Mme d'Épernon mourut aussi aux Carmélites du faubourg Saint-Jacques, dans une éminente sainteté. Elle était petite-fille et le seul reste de ce fameux duc d'Épernon, et fille du second et dernier duc d'Épernon, colonel général de l'infanterie après son père et gouverneur de Guyenne, et de sa première femme, bâtarde d'Henri IV et de la marquise de Verneuil, soeur du duc de Verneuil. Mme d'Épernon, par la mort de ce galant duc de Candale, son frère qui mourut à la fleur de son âge colonel général de l'infanterie, en survivance de son père, et général de l'armée de Catalogne, hérita de son père de la dignité de duchesse d'Épernon, mais renonça à l'éclat de ce grand héritage, et aux plus grands, partis qui la voulurent épouser, pour faire profession aux Carmélites, dans un âge où elle avait vu et connu le monde et tout ce qu'il avait d'attrayant pour elle. La reine, Mme la Dauphine et Mme la duchesse de Bourgogne, allant de temps en temps aux Carmélites, étaient toujours averties par le roi de la demander et de la faire asseoir. Elle répondait modestement qu'elle n'était plus que carmélite, et qu'en se la faisant elle avait renoncé à tout, et il ne fallait pas moins que l'autorité de ces princesses pour la faire asseoir, elle et Mme de La Vallière, à leur grand regret.

M. de Lavardin, lieutenant général de Bretagne, si connu par l'étrange ambassade où il se fit excommunier par Innocent XI, sans avoir jamais pu obtenir audience de lui, mourut à cinquante-cinq ans. Il était chevalier de l'ordre. C'était un gros homme extrêmement laid, de beaucoup d'esprit et fort orné, et d'une médiocre conduite. Il avait épousé en premières noces une soeur du duc de Chevreuse, dont il n'eut que Mme de La Châtre. Il s'était remarié à la soeur du duc et du cardinal de Noailles, dont il était veuf. Il en laissa une fille et un fils jeunes, auquel il défendit au lit de la mort, sous peine de sa malédiction, d'épouser jamais une Noailles, et le recommanda ainsi au cardinal de Noailles son beau-frère. Nous verrons dans la suite qu'il fut mal obéi, mais que sa malédiction n'eut que trop son effet. On l'accusait d'être fort avare, difficile à vivre, et d'avoir hérité de la lèpre des Rostaing, dont était sa mère. Il disait que de sa vie il n'était sorti de table sans appétit, et assez pour bien manger encore. Sa goutte, sa gravelle, et l'âge où il mourut, ne persuadèrent personne d'imiter son régime.

### Liste des données:

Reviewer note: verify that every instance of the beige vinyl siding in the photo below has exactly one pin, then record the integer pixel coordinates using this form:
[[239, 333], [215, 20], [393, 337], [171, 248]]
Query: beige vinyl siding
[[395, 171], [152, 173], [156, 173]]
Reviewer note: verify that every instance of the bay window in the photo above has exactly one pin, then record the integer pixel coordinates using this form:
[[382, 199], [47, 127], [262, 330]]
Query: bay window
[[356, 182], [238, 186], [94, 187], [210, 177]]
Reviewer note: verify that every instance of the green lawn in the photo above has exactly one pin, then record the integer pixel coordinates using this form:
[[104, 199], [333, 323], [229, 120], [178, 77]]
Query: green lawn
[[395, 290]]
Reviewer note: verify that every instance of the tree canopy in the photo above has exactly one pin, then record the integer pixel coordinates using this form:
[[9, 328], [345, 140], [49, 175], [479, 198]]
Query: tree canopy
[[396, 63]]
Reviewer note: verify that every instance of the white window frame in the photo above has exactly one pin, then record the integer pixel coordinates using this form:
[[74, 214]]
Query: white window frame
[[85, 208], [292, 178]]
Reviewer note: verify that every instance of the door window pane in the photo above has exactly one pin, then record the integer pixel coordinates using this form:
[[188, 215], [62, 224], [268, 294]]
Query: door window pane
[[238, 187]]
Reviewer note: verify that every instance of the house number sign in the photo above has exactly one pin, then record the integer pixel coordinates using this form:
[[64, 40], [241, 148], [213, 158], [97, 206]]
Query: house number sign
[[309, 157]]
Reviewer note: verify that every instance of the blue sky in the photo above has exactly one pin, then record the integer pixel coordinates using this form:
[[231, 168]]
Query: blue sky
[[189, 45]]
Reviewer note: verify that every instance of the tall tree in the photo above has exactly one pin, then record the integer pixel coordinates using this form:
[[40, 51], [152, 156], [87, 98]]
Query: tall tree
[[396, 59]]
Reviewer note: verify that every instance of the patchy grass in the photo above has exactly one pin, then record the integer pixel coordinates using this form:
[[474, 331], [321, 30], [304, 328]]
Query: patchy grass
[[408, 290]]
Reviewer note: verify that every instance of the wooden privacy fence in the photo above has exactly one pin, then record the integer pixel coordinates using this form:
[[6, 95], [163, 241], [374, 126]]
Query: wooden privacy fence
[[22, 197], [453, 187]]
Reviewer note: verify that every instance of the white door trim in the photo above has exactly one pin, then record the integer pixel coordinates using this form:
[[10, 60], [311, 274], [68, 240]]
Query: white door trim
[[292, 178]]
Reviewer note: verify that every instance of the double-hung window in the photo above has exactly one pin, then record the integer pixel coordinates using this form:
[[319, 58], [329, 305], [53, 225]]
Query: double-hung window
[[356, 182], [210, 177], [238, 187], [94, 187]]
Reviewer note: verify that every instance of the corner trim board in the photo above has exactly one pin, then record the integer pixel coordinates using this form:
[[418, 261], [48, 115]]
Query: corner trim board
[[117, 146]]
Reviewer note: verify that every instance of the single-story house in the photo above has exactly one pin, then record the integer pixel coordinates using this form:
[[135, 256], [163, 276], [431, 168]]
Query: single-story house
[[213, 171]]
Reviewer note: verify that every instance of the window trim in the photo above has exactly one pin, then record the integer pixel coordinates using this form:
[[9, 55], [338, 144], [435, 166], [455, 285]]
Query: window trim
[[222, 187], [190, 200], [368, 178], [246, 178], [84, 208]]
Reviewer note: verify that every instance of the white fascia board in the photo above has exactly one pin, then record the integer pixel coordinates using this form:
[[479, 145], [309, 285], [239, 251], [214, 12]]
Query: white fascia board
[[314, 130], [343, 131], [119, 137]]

* * *

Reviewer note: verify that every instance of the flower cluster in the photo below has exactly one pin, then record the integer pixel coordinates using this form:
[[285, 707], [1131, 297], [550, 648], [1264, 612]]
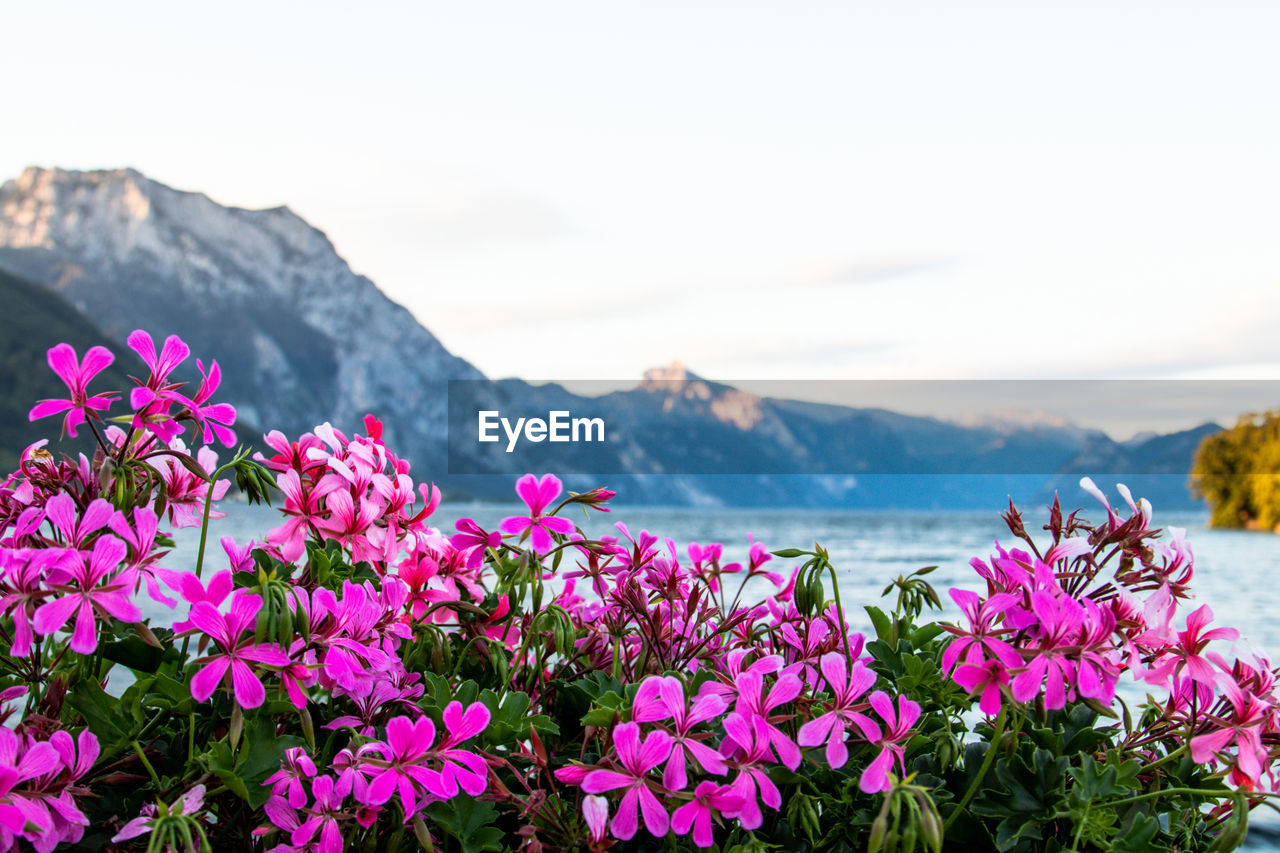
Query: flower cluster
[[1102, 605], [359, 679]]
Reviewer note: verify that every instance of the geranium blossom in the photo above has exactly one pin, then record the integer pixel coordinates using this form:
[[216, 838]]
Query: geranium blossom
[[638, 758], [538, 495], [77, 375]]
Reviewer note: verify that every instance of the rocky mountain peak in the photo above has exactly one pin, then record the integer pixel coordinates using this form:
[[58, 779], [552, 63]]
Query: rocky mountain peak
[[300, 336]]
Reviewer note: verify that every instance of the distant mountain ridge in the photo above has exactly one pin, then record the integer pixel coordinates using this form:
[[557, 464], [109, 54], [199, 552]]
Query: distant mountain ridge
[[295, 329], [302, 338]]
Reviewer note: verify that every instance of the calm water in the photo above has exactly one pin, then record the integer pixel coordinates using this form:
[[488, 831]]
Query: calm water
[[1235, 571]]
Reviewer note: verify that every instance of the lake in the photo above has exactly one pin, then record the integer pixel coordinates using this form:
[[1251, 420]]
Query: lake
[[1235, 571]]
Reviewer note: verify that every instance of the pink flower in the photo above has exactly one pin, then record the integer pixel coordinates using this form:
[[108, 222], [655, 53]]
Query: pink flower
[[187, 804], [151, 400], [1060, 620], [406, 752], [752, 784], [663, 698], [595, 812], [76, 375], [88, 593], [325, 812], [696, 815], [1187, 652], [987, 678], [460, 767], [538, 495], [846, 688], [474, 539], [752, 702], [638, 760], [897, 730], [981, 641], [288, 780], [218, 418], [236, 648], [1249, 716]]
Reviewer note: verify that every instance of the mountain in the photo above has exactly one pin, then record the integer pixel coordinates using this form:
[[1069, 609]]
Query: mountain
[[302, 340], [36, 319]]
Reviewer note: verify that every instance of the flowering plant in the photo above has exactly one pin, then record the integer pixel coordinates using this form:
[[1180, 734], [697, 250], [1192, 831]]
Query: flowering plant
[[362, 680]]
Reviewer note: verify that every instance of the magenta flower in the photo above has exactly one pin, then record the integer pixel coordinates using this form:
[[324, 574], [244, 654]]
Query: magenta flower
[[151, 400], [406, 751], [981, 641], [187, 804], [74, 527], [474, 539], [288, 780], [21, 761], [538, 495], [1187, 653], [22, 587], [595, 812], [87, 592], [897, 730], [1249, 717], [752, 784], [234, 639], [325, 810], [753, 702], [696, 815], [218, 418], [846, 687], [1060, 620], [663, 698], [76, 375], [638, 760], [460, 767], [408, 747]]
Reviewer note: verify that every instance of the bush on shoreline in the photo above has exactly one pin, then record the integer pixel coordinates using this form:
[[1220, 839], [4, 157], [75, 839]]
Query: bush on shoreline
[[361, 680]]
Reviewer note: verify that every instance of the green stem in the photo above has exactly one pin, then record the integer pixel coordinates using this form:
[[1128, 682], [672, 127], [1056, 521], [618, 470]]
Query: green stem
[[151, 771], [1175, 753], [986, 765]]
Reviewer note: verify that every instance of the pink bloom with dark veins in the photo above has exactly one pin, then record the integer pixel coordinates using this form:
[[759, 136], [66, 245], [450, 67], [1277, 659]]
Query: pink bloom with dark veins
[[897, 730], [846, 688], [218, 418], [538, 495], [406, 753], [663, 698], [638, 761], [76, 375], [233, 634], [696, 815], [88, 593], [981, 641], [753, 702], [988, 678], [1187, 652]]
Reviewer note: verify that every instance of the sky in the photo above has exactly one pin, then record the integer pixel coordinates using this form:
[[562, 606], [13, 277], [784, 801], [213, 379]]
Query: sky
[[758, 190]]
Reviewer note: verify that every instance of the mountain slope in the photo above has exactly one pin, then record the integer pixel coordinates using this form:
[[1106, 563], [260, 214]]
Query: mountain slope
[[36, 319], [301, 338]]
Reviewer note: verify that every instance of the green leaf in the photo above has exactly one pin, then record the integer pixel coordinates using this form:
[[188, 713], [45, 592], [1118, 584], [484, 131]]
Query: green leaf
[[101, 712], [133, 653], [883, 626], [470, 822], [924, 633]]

### Consignes:
1) D'après l'extrait, à quel âge M. de Lavardin est-il mort ?
2) Indiquez si chacune de ces affirmations concorde avec l'extrait en répondant par oui ou par non, et citez les mots décisifs de l'extrait : (a) Mme d'Épernon était la fille du second et dernier duc d'Épernon. (b) M. de Lavardin obtint une audience d'Innocent XI. (c) M. de Lavardin eut un fils de sa première femme.

### Réponses par consigne:
1) À cinquante-cinq ans.

2)
(a) Oui : « fille du second et dernier duc d'Épernon ».
(b) Non : « sans avoir jamais pu obtenir audience de lui ».
(c) Non : « dont il n'eut que Mme de La Châtre ».